Task details:
Beginning at the line that contains "[tag] deck board: a pin per instance" and ending at the last line of the entries, write out each line exactly; include nothing outside that span.

Entries supplied:
** Begin **

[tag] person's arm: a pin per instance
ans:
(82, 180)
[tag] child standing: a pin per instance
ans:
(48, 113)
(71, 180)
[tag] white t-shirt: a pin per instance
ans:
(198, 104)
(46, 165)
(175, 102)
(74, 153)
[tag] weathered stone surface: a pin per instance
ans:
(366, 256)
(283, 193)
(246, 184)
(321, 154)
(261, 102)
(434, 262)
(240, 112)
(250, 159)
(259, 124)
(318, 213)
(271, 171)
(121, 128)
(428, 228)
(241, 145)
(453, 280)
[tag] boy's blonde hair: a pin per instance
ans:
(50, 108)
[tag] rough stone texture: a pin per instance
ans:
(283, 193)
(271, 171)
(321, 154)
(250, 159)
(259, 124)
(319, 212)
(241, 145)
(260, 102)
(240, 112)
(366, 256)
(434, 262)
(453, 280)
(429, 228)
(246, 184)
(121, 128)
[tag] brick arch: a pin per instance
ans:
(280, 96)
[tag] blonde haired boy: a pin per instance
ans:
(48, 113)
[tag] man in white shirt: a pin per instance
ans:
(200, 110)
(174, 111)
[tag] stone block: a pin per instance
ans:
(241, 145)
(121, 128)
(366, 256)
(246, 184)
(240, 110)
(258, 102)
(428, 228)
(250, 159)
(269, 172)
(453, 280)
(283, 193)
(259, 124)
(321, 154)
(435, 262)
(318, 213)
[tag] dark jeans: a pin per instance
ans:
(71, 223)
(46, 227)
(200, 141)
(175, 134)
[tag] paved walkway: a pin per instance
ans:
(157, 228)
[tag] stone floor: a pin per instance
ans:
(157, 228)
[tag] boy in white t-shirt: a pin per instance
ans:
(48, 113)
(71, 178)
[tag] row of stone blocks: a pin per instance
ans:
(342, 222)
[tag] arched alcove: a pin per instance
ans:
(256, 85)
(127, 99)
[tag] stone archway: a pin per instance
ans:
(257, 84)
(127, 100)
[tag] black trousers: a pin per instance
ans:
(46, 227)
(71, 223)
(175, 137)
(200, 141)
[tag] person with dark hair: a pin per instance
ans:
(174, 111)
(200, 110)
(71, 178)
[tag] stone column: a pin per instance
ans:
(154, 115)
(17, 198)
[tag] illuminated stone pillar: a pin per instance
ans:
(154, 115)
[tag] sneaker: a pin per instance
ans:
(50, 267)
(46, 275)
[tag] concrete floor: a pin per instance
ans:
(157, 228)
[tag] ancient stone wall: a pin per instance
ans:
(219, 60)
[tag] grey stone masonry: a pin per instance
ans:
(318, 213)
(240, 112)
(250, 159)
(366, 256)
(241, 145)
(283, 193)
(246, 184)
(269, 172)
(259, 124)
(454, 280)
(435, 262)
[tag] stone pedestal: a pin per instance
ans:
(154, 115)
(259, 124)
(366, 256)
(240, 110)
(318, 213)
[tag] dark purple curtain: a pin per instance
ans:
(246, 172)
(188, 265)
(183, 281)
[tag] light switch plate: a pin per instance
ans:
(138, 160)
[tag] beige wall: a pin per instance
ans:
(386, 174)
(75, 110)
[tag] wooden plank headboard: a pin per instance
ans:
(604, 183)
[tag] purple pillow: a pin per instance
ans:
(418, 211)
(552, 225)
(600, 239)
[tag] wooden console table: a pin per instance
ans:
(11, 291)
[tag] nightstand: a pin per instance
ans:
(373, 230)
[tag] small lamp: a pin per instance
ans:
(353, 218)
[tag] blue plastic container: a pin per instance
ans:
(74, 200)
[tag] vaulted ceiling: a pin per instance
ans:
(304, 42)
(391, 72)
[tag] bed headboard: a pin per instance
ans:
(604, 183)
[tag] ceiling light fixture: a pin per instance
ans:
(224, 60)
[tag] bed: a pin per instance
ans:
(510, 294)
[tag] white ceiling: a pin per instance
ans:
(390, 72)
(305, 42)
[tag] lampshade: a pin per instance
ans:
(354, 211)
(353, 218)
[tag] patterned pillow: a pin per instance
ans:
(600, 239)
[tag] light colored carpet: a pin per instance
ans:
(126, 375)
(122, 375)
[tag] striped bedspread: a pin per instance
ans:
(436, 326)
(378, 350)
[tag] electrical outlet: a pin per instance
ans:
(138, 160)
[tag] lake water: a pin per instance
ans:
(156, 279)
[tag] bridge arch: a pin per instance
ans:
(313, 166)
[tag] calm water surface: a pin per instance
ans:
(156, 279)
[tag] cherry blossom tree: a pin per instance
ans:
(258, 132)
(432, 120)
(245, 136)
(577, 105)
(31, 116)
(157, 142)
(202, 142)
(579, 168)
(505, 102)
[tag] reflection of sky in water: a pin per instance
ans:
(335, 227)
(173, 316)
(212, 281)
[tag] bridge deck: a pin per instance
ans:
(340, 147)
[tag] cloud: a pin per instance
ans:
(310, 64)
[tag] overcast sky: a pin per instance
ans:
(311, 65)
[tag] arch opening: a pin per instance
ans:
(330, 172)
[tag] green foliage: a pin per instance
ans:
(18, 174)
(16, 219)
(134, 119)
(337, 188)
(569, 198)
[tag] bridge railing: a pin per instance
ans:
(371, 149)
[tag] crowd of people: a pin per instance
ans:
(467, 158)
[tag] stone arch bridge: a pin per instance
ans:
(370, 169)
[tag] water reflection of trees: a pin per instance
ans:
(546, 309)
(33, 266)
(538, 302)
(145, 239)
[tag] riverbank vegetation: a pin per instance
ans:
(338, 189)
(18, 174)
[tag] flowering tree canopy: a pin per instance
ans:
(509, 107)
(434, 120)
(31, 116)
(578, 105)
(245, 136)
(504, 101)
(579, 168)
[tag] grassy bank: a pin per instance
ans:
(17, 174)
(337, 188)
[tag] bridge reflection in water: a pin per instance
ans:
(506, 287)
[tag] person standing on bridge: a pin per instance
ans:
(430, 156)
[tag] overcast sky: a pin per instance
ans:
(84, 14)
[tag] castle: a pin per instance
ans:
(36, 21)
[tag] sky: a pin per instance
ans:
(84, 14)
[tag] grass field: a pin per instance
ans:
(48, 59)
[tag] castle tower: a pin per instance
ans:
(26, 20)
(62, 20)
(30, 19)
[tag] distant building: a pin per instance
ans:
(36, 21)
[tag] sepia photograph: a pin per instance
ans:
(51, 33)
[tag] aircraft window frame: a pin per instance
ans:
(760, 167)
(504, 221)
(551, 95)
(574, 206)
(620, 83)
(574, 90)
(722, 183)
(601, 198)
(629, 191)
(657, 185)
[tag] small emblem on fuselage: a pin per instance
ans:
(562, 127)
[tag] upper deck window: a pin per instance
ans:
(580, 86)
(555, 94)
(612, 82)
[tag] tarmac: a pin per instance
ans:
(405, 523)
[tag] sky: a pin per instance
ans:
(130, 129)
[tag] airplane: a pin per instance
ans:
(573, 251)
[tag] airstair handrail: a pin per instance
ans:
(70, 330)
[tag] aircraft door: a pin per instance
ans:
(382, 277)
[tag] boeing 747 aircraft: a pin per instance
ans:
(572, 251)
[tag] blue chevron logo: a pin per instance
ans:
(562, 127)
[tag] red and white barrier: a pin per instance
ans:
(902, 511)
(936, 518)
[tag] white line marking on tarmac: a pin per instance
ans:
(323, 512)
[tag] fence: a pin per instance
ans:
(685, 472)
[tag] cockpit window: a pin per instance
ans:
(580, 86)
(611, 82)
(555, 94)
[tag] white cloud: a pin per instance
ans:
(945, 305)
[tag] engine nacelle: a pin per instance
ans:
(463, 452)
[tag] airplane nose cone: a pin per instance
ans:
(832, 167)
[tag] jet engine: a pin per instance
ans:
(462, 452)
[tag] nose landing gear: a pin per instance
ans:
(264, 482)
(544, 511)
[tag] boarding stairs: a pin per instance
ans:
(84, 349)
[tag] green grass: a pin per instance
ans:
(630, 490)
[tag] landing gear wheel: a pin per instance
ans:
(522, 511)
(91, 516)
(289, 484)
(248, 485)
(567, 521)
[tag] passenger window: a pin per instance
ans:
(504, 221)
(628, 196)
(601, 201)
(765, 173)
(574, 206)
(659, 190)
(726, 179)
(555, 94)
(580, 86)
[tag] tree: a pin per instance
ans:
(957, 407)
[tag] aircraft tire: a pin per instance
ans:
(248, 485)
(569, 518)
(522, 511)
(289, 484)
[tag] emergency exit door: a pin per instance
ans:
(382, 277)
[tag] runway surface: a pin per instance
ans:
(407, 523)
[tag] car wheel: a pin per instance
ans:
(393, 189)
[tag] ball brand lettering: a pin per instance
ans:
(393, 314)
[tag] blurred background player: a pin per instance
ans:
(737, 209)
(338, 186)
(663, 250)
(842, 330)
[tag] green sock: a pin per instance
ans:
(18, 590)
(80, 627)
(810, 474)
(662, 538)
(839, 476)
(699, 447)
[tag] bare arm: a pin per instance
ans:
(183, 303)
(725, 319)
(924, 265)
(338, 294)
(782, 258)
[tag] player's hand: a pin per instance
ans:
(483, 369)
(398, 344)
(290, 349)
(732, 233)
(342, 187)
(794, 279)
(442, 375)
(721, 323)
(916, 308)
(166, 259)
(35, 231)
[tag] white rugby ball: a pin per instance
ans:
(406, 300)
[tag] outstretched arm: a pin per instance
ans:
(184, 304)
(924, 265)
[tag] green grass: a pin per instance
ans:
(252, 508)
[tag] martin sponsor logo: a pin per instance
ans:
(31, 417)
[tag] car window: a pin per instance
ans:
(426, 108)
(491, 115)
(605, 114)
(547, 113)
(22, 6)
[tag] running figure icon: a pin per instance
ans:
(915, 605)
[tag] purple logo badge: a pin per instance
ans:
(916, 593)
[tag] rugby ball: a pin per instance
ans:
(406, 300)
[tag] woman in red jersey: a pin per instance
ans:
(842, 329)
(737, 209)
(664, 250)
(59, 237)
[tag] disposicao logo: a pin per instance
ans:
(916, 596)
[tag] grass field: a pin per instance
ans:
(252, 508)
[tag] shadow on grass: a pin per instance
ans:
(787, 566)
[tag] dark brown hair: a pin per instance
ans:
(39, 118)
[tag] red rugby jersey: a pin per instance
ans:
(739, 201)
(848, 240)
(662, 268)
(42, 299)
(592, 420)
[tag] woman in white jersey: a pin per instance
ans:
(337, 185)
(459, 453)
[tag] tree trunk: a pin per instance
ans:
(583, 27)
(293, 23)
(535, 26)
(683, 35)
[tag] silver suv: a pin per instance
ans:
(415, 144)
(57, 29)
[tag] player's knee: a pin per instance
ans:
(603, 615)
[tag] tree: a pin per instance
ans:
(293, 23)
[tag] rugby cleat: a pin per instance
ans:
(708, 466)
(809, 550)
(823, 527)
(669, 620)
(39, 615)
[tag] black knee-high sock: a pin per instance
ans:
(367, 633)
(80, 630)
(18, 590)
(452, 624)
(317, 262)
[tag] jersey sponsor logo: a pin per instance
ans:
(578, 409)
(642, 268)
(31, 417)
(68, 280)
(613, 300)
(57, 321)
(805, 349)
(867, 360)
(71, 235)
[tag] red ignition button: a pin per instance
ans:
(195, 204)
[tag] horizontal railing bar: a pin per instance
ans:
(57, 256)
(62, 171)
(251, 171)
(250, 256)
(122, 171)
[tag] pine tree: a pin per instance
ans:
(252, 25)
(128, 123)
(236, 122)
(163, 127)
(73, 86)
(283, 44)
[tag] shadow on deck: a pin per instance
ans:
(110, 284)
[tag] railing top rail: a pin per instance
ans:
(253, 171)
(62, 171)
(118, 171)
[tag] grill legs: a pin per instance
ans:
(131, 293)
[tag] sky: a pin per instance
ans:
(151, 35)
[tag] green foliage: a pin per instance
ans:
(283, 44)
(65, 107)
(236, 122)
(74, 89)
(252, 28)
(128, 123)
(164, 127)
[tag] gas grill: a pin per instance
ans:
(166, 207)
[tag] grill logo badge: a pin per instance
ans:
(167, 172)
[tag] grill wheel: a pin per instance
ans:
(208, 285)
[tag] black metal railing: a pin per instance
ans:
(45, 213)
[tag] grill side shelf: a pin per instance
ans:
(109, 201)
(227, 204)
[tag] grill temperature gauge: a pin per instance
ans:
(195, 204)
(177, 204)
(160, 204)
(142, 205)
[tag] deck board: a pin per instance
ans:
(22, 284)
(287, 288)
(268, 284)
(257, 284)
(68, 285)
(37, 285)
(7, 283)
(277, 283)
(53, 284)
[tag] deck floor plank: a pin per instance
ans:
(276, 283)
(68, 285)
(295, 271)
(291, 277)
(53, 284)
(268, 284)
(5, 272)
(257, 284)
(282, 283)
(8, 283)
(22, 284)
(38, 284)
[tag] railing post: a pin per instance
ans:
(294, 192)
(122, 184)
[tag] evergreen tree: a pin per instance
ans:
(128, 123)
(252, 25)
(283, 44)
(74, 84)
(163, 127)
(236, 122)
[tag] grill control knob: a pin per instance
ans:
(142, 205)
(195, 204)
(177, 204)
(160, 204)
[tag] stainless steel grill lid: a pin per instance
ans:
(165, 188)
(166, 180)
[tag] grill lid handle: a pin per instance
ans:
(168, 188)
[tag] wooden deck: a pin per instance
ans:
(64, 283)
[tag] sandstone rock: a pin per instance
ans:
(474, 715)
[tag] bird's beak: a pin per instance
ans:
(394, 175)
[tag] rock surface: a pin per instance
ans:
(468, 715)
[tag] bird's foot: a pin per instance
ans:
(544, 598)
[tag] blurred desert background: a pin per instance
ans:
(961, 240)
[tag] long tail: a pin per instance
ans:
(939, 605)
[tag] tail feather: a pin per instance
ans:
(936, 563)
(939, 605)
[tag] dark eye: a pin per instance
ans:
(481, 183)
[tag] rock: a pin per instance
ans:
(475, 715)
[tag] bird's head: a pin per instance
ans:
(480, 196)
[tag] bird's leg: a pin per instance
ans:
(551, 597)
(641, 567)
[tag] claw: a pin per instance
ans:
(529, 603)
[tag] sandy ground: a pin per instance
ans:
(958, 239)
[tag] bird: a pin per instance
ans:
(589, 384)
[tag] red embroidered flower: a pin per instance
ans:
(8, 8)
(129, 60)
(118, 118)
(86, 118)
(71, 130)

** End **

Finished answer:
[tag] deck board: a pin per instance
ans:
(22, 284)
(287, 288)
(268, 284)
(257, 284)
(68, 285)
(37, 285)
(7, 283)
(277, 283)
(53, 284)
[tag] deck floor plank: a pin per instance
ans:
(276, 283)
(68, 285)
(295, 271)
(291, 277)
(53, 284)
(268, 284)
(5, 272)
(257, 284)
(282, 283)
(8, 283)
(22, 284)
(38, 284)
[tag] railing post: a pin per instance
ans:
(294, 192)
(122, 184)
[tag] evergreen tree: a pin per instance
ans:
(128, 123)
(252, 25)
(283, 44)
(74, 84)
(163, 127)
(236, 122)
[tag] grill control knob: a pin per instance
ans:
(142, 205)
(195, 204)
(177, 204)
(160, 204)
[tag] stainless steel grill lid: a pin per instance
ans:
(165, 188)
(166, 180)
[tag] grill lid handle: a pin per instance
ans:
(168, 188)
[tag] wooden deck: a pin per instance
ans:
(64, 283)
[tag] sandstone rock: a pin per instance
ans:
(474, 715)
[tag] bird's beak: a pin per instance
ans:
(394, 175)
[tag] rock surface: a pin per instance
ans:
(468, 715)
[tag] bird's foot: a pin per instance
ans:
(544, 598)
[tag] blurred desert background: a pin per instance
ans:
(961, 240)
[tag] long tail: a pin per instance
ans:
(939, 605)
[tag] tail feather: a pin per instance
ans:
(936, 563)
(939, 605)
[tag] dark eye: a pin per instance
ans:
(481, 183)
[tag] rock: a pin per instance
ans:
(475, 715)
[tag] bird's head: a pin per instance
ans:
(480, 196)
[tag] bird's leg: a pin per instance
ans:
(551, 597)
(641, 567)
[tag] claw: a pin per instance
ans:
(529, 603)
[tag] sandy ground: a pin per instance
ans:
(958, 239)
[tag] bird: a pin per instance
ans:
(589, 384)
[tag] red embroidered flower: a pin per instance
ans:
(8, 8)
(129, 60)
(118, 118)
(86, 118)
(71, 130)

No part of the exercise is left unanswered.